> **TASK REQUIREMENTS**:
1. According to the passage on Miloš Forman's career, what led to the Barrandov Studios contract for shooting Amadeus? Answer in one to three sentences.
2. Resume the passage on Miloš Forman's career from its last sentence.

> **DOCUMENT SECTION**:

○ ○ ○ ○ ○ ○ ○

One Flew Over the Cuckoo's Nest swept the top five Academy Awards: Best Picture, Best Director, Best Screenplay, Best Actor, Best Actress - for the first time since Frank Capra's It Happened One Night (1934). More important, it launched the careers of Saul Zaentz and Miloš Forman as two dynamic individuals on the independent production scene. Upon the film's release, Forman became an American citizen - and accepted an offer from Columbia University to chair its new Film Division, together with Frank Daniel, the former head of the Prague Film School (FAMU). Columbia soon became a mecca for film professionals and aspiring directors.
Zaentz and Forman paired again on Amadeus (1984), the screen adaptation of Peter Shaffer's play about Mozart and his nemesis Salieri. It garnered eight Oscars, including Best Picture and Best Director. Filmed in Prague at the Barrandov Studios, the production also heralded Forman's triumphant return to the country of his birth. After he had filmed the rock-musical Hair (1979) and E. L. Doctorow's best-seller Ragtime (1981), Miloš hit upon the idea of screening Hair in Prague. The reception for Forman and his Czech cameraman Miroslav Ondříček was a kind of national celebration. The door opened wide for a "services rendered" contract with the Barrandov Studios for location shooting of the Amadeus production.

○ ○ ○ ○ ○ ○ ○

> **Saved data entries**:
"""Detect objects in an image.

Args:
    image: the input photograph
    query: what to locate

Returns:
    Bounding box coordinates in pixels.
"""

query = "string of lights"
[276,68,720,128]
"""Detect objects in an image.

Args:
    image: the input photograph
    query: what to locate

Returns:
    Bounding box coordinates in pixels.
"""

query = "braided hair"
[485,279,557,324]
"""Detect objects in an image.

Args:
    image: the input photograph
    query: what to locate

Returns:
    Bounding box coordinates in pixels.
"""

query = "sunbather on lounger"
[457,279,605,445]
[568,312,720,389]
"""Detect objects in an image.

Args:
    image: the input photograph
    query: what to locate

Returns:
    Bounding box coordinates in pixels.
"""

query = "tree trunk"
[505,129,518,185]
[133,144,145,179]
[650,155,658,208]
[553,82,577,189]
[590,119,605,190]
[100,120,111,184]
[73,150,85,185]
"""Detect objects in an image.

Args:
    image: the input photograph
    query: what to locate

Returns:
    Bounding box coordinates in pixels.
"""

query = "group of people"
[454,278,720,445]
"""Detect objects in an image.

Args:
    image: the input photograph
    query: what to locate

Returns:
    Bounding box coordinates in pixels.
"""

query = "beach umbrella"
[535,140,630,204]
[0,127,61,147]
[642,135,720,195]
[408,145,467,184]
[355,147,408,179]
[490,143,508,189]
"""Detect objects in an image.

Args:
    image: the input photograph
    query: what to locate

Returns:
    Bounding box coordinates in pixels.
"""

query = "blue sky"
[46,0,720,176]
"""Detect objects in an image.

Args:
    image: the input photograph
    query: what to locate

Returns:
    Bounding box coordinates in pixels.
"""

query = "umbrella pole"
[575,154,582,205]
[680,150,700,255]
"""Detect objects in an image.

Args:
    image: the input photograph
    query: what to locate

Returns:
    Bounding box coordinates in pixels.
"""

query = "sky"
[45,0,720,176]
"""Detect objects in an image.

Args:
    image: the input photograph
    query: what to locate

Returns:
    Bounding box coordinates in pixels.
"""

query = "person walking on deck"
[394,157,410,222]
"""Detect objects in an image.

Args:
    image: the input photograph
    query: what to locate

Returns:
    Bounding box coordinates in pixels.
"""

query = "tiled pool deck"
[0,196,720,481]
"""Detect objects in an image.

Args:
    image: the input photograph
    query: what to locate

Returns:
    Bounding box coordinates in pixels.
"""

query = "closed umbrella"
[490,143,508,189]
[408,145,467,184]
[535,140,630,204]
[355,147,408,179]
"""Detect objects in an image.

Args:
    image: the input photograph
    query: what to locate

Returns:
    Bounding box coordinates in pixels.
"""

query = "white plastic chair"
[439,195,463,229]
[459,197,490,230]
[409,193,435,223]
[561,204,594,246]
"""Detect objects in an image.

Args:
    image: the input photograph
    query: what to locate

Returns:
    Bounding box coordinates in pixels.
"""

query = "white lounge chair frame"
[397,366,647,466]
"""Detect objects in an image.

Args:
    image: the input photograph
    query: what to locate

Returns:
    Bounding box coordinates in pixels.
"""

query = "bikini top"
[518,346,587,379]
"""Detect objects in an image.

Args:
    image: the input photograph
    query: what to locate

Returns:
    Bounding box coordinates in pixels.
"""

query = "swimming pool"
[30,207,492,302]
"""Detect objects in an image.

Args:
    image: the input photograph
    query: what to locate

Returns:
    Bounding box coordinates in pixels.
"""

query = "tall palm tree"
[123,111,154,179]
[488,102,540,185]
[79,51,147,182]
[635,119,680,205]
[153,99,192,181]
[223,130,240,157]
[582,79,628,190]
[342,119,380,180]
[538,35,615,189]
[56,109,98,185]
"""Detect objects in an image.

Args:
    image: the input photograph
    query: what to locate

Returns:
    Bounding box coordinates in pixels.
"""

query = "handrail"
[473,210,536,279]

○ ○ ○ ○ ○ ○ ○

> **ANSWERS TO THE TASKS**:
1. Forman screened Hair in Prague, and the reception for him and his cameraman Miroslav Ondříček was a kind of national celebration. That opened the door to a "services rendered" contract with the Barrandov Studios for location shooting of Amadeus.

2.
How much did Saul Zaentz contribute to the success of Amadeus?
Plenty. His whole life is music and movies - correction: Fantasy and Films - and when they come together, so much the better.
Born in Passaic, New Jersey, of Russian-Polish parents, Saul Zaentz dropped out of high school, joined the army (1942), attended business college in St. Louis, worked for jazz impresario Norman Granz on his concert tours, then joined Fantasy Records in 1955. By 1967 he owned the company.
"Even though I live in San Rafael and my office is in Berkeley, I consider myself a San Franciscan," he said in an interview.
His office is now the Saul Zaentz Film Center, just a short drive away from Francis Ford Coppola's Zoetrope and George Lucas's Industrial Light & Magic. "Right here in this building we have state-of-the-art recording studios, film editing, and sound mixing facilities." And the SZFC has the Oscars to prove it - well over 20 at last count, not to mention countless Academy Award Nominations.
A voracious reader, Zaentz's credits as producer appropriately include such successful screen adaptations of bestsellers as Peter Weir's Mosquito Coast (1986) (Paul Theroux), Philip Kaufman's The Unbearable Lightness of Being (1988) (Milan Kundera), Hector Babenco's At Play in the Fields of the Lord (1991) (Peter Mathiesser), and Anthony Minghella's The English Patient (1996) (Michael Ondaatje.
When Anthony Minghella's The English Patient was awarded nine Oscars, including Best Picture, Saul Zaentz was also awarded at the same Academy Awards ceremony the prestigious Irving G. Thalberg Memorial Award "for consistently high quality of motion picture production." The New York Times singled him out as "perhaps the last of the great independent producers."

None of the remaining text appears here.